ACTION ITEM.
Exactly the lines from the one with "Where can the yellow" through the last line of the listing must be given again.
============================================================
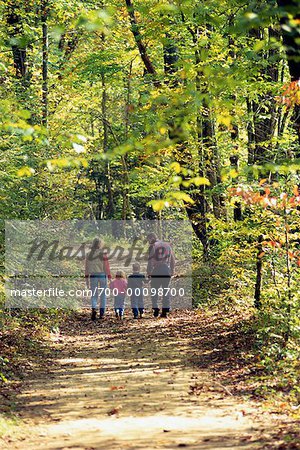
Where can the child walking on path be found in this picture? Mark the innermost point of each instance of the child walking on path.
(135, 290)
(118, 288)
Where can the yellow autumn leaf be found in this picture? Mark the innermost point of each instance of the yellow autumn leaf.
(25, 171)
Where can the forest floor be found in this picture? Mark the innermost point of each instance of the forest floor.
(180, 382)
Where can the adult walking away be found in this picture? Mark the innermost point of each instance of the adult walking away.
(161, 265)
(97, 271)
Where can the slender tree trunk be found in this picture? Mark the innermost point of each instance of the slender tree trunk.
============================================================
RESPONSE TO THIS EXERCISE.
Where can the yellow autumn leaf be found in this picture? Mark the innermost point of each instance of the yellow autumn leaf.
(25, 171)
Where can the forest floor be found in this picture? Mark the innermost point of each instance of the forest floor.
(180, 382)
Where can the adult walking away be found in this picture? Mark the innermost point of each instance of the adult walking away.
(161, 265)
(97, 271)
Where can the slender tree trunk be found in this picture? Mark the innermost point of each instance of the slender tree trunk.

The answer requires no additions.